§ **RECORDS FOR THE EXERCISE**:
[Start]

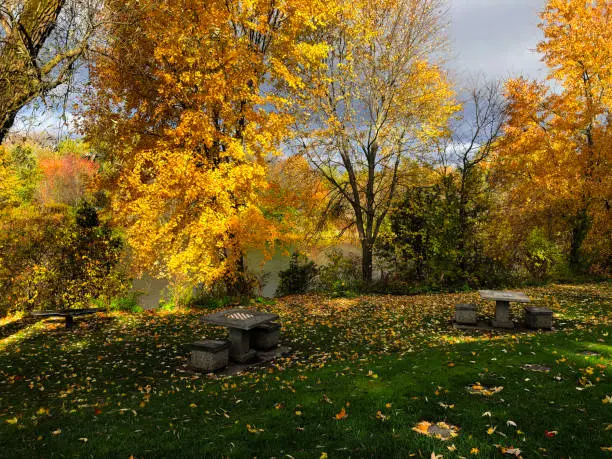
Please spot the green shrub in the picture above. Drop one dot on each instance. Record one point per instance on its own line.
(341, 276)
(542, 256)
(299, 276)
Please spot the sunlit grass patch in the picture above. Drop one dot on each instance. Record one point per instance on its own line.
(388, 362)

[End]

§ **EXERCISE PROMPT**: Copy the lines above word for word, leaving out the pictures.

§ **TASK SOLUTION**:
Please spot the green shrub in the picture above. Drop one dot on each instance. Record one point per instance on its own line.
(341, 276)
(542, 256)
(299, 276)
Please spot the sunlit grass patch in the picture above. Drop one dot on each instance. Record one point per instance on its own line.
(388, 362)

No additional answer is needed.